Required action
Please return every line of the records below that holds the word "building".

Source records
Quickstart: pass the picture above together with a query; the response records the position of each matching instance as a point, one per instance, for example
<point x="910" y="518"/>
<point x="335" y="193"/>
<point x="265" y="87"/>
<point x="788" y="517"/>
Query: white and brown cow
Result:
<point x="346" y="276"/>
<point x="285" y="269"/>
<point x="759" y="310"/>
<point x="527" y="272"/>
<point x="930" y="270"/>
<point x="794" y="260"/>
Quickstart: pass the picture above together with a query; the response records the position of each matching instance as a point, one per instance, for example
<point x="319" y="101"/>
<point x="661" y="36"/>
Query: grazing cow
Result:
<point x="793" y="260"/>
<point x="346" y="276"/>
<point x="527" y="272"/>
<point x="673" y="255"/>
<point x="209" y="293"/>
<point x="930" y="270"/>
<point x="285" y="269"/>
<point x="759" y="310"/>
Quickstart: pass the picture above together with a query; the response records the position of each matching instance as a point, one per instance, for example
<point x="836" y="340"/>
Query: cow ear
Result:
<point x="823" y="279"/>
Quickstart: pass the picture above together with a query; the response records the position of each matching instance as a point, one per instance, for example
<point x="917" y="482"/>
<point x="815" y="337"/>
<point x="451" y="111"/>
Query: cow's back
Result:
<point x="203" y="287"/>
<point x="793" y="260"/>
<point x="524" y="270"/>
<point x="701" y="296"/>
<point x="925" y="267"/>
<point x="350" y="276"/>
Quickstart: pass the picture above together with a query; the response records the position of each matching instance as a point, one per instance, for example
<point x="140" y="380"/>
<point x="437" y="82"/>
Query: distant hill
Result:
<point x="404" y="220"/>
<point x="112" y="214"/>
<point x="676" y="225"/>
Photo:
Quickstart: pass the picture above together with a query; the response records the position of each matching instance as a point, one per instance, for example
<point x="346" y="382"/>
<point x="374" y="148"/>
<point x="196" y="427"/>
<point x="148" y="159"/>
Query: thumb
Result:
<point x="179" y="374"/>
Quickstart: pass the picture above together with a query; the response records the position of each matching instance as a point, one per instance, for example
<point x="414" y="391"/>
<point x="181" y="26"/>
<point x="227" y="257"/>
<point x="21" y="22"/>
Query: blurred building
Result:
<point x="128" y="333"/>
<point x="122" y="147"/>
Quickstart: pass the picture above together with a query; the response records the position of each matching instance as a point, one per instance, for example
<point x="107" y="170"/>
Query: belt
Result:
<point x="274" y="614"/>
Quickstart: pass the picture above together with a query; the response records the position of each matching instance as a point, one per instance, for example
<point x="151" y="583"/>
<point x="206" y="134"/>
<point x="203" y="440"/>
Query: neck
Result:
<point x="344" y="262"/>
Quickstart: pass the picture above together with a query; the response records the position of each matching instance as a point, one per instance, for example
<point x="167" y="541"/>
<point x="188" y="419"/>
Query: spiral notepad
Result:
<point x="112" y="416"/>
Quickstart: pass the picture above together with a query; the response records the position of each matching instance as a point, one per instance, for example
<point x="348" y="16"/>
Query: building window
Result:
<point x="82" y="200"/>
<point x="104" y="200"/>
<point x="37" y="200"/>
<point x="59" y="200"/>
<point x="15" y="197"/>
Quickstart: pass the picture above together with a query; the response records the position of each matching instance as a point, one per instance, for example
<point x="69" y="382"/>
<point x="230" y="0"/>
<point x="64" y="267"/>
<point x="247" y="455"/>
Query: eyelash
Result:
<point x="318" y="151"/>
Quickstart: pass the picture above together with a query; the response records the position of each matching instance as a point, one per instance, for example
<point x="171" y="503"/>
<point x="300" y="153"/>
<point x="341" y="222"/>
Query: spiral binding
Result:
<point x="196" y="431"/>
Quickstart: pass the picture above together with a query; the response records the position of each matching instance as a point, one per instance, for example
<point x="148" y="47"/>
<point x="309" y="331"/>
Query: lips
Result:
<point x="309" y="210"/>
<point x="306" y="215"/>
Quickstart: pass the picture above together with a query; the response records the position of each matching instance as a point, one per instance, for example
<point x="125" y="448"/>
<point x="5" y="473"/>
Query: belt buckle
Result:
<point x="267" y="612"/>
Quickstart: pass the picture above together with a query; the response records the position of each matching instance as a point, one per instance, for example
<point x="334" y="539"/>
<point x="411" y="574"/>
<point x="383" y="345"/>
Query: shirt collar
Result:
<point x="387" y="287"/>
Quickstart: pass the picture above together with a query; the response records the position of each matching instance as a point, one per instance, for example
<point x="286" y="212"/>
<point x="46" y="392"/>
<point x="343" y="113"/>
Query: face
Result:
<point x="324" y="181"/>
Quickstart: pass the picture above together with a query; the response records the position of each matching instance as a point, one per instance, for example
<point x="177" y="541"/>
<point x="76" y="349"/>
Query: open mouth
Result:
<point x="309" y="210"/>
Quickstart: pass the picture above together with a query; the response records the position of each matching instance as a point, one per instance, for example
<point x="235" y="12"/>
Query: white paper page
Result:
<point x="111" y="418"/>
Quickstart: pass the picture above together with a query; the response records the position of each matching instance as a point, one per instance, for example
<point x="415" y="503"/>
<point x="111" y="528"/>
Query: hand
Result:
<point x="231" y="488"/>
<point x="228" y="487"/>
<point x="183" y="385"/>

Solution below
Query: blurred building
Query: building window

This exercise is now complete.